** DATASET EXTRACT follows **
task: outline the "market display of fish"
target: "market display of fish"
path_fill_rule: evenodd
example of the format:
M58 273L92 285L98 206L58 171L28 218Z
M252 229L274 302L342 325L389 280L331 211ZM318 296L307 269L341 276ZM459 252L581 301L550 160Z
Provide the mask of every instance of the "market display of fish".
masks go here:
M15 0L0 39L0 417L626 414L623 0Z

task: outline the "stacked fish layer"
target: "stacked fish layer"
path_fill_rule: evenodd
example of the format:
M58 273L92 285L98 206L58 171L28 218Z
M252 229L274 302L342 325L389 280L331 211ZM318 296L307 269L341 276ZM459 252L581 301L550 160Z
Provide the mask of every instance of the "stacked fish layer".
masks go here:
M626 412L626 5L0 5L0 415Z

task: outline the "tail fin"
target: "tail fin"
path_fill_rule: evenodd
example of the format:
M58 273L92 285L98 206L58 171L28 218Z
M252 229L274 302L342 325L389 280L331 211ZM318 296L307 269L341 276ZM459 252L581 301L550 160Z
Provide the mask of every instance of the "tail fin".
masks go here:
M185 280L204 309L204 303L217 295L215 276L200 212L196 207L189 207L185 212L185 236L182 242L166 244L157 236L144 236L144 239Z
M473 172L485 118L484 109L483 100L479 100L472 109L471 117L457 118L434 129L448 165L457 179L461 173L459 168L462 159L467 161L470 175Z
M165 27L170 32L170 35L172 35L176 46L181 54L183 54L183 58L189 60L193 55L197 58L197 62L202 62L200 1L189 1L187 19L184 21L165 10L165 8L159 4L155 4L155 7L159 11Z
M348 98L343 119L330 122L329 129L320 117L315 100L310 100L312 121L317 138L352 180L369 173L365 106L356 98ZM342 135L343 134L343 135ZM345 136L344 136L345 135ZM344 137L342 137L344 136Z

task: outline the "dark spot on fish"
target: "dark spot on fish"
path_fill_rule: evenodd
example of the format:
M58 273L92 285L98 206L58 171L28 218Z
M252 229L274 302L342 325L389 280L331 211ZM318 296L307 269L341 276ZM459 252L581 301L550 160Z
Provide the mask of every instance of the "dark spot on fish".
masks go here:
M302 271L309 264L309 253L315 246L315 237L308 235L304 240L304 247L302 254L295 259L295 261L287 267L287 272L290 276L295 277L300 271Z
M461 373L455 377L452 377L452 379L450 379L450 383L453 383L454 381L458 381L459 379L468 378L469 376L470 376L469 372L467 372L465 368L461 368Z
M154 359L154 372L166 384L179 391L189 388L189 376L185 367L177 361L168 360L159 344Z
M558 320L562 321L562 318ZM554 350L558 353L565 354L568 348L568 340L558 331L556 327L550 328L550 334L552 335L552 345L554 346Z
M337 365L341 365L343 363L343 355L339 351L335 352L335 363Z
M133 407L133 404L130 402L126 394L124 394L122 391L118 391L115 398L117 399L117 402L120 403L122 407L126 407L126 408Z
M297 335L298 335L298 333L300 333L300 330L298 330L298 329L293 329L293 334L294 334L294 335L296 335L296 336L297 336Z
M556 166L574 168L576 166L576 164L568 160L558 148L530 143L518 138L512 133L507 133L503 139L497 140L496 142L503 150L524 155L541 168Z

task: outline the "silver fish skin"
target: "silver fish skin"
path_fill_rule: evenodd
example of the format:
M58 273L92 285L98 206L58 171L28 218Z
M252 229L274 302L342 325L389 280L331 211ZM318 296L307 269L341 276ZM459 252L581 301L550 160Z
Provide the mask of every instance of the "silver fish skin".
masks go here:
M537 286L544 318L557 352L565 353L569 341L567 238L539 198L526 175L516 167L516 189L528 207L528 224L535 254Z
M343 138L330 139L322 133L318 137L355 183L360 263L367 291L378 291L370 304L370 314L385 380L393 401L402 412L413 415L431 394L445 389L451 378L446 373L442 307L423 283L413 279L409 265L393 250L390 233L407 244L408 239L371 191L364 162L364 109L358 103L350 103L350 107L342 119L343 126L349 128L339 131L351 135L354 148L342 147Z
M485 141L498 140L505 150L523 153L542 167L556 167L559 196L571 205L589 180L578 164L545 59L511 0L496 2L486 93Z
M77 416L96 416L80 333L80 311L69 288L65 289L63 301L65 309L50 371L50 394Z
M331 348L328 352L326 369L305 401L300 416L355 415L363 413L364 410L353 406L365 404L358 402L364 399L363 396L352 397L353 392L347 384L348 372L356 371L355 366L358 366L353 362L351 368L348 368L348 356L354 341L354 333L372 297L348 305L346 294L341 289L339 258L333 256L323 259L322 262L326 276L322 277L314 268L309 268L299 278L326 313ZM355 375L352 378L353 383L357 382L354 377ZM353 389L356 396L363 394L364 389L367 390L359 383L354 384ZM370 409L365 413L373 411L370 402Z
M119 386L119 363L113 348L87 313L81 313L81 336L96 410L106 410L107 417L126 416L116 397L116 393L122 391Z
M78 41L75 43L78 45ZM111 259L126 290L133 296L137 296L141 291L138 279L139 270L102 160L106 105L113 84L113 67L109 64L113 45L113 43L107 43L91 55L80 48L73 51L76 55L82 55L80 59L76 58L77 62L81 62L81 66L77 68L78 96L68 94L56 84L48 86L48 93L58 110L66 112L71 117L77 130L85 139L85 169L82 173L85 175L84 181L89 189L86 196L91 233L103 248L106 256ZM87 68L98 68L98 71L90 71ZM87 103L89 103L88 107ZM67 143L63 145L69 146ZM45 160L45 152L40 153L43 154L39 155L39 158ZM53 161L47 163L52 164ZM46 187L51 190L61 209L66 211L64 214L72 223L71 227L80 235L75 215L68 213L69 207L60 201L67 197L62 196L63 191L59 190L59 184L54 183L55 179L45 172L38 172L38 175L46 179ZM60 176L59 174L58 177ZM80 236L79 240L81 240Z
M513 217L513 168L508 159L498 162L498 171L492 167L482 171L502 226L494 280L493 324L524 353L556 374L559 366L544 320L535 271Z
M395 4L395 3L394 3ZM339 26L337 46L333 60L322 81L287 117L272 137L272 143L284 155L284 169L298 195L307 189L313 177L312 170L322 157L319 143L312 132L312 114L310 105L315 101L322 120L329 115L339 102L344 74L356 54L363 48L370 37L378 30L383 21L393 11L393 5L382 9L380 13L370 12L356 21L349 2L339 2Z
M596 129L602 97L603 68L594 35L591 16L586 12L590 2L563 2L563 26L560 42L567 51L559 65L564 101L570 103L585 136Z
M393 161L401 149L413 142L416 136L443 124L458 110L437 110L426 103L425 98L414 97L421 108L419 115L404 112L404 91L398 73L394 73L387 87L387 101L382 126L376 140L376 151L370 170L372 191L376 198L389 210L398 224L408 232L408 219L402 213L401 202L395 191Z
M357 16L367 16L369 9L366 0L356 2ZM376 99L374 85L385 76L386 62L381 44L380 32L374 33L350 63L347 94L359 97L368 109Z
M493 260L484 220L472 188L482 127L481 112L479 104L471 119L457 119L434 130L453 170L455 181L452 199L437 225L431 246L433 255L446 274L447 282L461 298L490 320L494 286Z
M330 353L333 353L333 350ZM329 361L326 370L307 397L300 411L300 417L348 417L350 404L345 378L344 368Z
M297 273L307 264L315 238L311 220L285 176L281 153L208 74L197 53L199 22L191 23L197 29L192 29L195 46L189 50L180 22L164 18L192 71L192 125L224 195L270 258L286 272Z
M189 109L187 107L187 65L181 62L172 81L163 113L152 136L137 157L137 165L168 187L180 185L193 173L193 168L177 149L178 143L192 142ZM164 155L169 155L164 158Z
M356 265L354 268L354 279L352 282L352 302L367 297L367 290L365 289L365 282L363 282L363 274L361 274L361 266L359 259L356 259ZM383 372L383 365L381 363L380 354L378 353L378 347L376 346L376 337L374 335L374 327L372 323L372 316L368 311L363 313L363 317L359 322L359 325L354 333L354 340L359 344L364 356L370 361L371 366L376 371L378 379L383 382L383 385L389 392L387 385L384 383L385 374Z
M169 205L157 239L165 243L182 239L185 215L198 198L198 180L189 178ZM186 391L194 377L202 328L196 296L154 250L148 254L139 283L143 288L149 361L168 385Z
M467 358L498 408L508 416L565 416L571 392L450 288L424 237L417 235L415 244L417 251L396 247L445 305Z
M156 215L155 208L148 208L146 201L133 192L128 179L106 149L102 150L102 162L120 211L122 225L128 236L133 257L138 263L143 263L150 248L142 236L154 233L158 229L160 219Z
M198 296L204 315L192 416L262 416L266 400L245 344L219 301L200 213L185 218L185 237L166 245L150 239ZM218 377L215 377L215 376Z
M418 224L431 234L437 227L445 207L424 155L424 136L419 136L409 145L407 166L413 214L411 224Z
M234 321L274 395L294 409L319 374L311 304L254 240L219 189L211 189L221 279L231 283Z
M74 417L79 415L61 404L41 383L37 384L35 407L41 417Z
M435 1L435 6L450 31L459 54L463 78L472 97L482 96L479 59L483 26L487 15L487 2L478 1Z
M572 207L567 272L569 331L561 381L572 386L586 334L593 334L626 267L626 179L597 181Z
** End of DATASET EXTRACT **
WHAT YOU SHOULD DO:
Look through the records for the word "stacked". Every line that has it should be copied.

WRITTEN ANSWER:
task: outline the "stacked fish layer"
target: "stacked fish layer"
Provide the mask of every instance of the "stacked fish layer".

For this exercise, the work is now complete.